START SELECTED EXTRACT
October 8 Prompt - Away Mission

image

My first attempt to use the animation tools in Clip Studio Paint, and I'm happy with how this one turned out. Especially seeing as I scrapped my original attempt and started over when I was almost done with Pike.

[–] [email protected] 2 points 1 month ago (19 children)

October 7 Prompt - Academy Era

Did you know that Kirk and Tilly are canonically the same age, and thus probably attended Starfleet Academy at the same time? You do now! I also decided to give them the cadet uniform we see in a couple TOS episodes, including "Shore Leave", and I'm not sure how well that translates.

Time went a little long on this one so I technically missed the mark on finishing it, which makes the fact that I don't think I like it all that much doubly unfortunate. In my head I had in mind a sort of children's storybook style, but the execution leaves something to be desired. Oh well!

[–] [email protected] 1 points 1 month ago

No, I haven’t taken the time to build a list of all the Canon Connections posts. I appreciate the suggestion.
END SELECTED EXTRACT
START DATA SHOWN
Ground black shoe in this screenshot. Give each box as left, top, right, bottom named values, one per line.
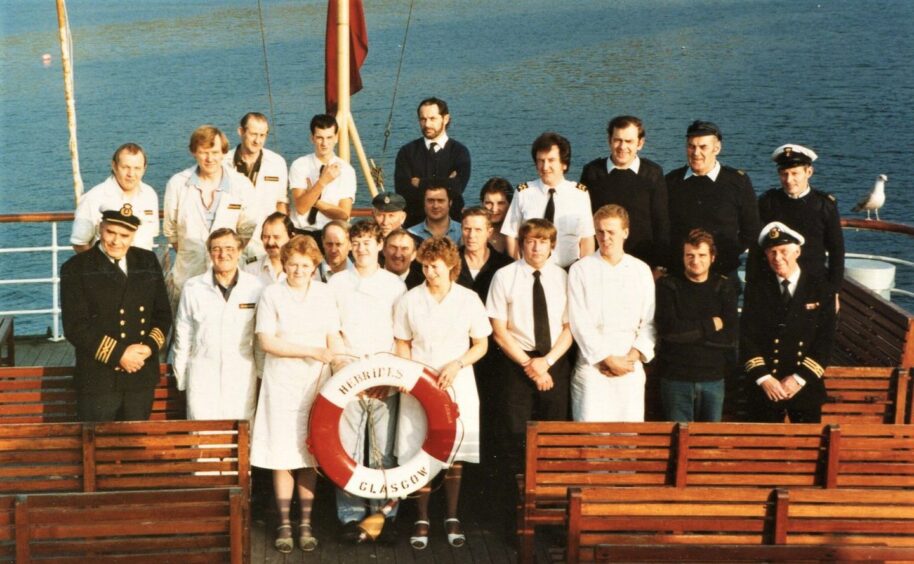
left=340, top=521, right=362, bottom=544
left=375, top=517, right=397, bottom=545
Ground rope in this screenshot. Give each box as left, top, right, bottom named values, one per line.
left=257, top=0, right=280, bottom=150
left=381, top=0, right=415, bottom=156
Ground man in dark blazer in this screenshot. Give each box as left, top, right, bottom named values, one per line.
left=740, top=221, right=835, bottom=423
left=394, top=98, right=470, bottom=225
left=60, top=204, right=171, bottom=421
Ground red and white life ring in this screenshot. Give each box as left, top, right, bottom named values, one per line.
left=308, top=353, right=459, bottom=499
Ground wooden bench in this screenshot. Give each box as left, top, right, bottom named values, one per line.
left=0, top=488, right=246, bottom=564
left=566, top=488, right=914, bottom=563
left=0, top=364, right=187, bottom=423
left=518, top=421, right=914, bottom=562
left=0, top=315, right=16, bottom=366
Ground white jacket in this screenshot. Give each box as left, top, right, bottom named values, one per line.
left=173, top=270, right=263, bottom=419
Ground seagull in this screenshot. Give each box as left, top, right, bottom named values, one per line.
left=851, top=174, right=889, bottom=221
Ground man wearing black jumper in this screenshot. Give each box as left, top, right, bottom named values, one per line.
left=654, top=229, right=738, bottom=422
left=666, top=121, right=760, bottom=289
left=581, top=116, right=670, bottom=278
left=394, top=98, right=470, bottom=225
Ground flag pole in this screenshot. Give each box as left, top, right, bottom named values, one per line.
left=57, top=0, right=83, bottom=205
left=336, top=0, right=351, bottom=162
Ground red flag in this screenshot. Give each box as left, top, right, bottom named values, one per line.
left=324, top=0, right=368, bottom=114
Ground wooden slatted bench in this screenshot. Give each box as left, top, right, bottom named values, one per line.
left=0, top=364, right=187, bottom=423
left=0, top=315, right=16, bottom=366
left=8, top=488, right=246, bottom=564
left=518, top=422, right=914, bottom=562
left=566, top=488, right=914, bottom=563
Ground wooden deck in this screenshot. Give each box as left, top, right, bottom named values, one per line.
left=10, top=337, right=536, bottom=564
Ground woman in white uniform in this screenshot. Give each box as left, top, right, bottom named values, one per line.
left=568, top=204, right=654, bottom=421
left=251, top=235, right=342, bottom=553
left=394, top=237, right=492, bottom=550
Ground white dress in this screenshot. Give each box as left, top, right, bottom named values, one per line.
left=251, top=281, right=340, bottom=470
left=394, top=283, right=492, bottom=462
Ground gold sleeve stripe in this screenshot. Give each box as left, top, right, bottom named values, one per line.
left=149, top=327, right=165, bottom=349
left=802, top=356, right=825, bottom=378
left=95, top=335, right=117, bottom=364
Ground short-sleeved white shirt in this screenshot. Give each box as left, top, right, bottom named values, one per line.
left=486, top=259, right=568, bottom=351
left=70, top=176, right=159, bottom=251
left=501, top=179, right=595, bottom=268
left=289, top=153, right=355, bottom=231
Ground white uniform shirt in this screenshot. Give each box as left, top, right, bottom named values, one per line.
left=486, top=259, right=568, bottom=351
left=162, top=165, right=256, bottom=296
left=70, top=176, right=159, bottom=251
left=568, top=251, right=655, bottom=365
left=173, top=270, right=263, bottom=419
left=501, top=179, right=595, bottom=268
left=289, top=153, right=355, bottom=231
left=244, top=255, right=286, bottom=286
left=223, top=147, right=289, bottom=258
left=327, top=268, right=406, bottom=356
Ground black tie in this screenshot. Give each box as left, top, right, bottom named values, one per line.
left=308, top=165, right=327, bottom=225
left=543, top=188, right=555, bottom=223
left=781, top=280, right=790, bottom=306
left=533, top=270, right=552, bottom=356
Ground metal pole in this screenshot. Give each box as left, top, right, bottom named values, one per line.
left=57, top=0, right=83, bottom=205
left=336, top=0, right=350, bottom=162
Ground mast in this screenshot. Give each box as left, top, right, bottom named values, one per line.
left=57, top=0, right=83, bottom=204
left=336, top=0, right=378, bottom=198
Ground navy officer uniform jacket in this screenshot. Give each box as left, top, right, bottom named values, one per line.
left=60, top=243, right=172, bottom=393
left=740, top=269, right=836, bottom=422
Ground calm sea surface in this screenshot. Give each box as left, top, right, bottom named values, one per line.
left=0, top=0, right=914, bottom=332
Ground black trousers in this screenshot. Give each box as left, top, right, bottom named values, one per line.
left=76, top=386, right=155, bottom=422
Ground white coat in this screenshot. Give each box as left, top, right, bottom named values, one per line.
left=173, top=270, right=263, bottom=419
left=162, top=165, right=256, bottom=304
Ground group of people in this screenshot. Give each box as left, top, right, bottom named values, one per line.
left=61, top=98, right=844, bottom=552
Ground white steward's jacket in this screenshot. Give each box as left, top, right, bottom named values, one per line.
left=162, top=165, right=256, bottom=296
left=173, top=270, right=263, bottom=419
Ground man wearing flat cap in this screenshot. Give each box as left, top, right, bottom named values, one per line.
left=666, top=120, right=761, bottom=291
left=60, top=204, right=171, bottom=421
left=750, top=143, right=844, bottom=292
left=740, top=221, right=835, bottom=423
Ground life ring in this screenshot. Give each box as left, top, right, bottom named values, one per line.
left=307, top=353, right=459, bottom=499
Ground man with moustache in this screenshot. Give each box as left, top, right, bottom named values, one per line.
left=244, top=212, right=292, bottom=286
left=739, top=221, right=836, bottom=423
left=394, top=98, right=470, bottom=225
left=666, top=120, right=760, bottom=291
left=382, top=229, right=425, bottom=290
left=501, top=131, right=594, bottom=268
left=225, top=112, right=289, bottom=260
left=581, top=116, right=670, bottom=272
left=172, top=228, right=263, bottom=421
left=60, top=204, right=171, bottom=421
left=70, top=143, right=159, bottom=253
left=162, top=125, right=258, bottom=308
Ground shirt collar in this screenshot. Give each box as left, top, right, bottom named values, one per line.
left=683, top=161, right=720, bottom=182
left=606, top=155, right=641, bottom=174
left=422, top=131, right=448, bottom=151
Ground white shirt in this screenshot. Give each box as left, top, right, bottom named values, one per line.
left=162, top=165, right=256, bottom=298
left=173, top=270, right=263, bottom=419
left=486, top=259, right=568, bottom=351
left=327, top=268, right=406, bottom=356
left=501, top=180, right=595, bottom=268
left=568, top=251, right=655, bottom=365
left=223, top=147, right=289, bottom=258
left=289, top=153, right=355, bottom=231
left=244, top=255, right=286, bottom=286
left=70, top=176, right=159, bottom=251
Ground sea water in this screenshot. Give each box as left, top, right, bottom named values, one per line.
left=0, top=0, right=914, bottom=333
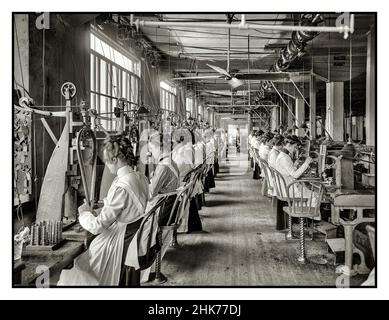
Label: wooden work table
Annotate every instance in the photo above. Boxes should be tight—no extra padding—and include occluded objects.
END DATA SHOWN
According to the drawing-prompt posts, which two characters are canonically the same age?

Kirk and Tilly